**Description of the task**
Output exactly the lines from the one containing "Target: person in dark jacket" to the last line of the material, inclusive, and nothing more.

=== Begin Enclosure ===

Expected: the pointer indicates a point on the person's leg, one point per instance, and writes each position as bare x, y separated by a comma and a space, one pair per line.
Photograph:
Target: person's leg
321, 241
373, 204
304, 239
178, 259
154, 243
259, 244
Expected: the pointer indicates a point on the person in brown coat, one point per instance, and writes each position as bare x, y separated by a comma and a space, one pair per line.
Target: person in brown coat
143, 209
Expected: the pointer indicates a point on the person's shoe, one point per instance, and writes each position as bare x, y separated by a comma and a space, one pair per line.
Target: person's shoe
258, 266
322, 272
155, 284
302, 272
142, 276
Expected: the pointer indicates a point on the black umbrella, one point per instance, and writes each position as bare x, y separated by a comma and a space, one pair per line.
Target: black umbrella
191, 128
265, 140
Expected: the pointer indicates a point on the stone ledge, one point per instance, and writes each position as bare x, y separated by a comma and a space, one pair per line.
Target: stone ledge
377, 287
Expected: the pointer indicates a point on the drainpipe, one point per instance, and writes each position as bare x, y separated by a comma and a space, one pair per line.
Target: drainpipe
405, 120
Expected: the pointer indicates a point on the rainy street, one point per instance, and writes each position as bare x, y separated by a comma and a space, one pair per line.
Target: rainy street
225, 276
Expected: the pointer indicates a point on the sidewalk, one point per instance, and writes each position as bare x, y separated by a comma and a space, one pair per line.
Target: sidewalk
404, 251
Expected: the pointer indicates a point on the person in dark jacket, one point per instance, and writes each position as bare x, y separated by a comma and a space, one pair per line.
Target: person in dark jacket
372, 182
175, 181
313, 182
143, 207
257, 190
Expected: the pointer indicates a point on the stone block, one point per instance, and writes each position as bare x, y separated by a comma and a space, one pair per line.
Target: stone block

=== End Enclosure ===

**Finished exercise**
Target: person in dark jacket
372, 182
175, 181
313, 182
143, 207
257, 190
Expected: the pointer indicates a point on the stone block, one point per instance, and writes each position as bare x, y separated by a comma and a space, one pair per line.
Target: stone block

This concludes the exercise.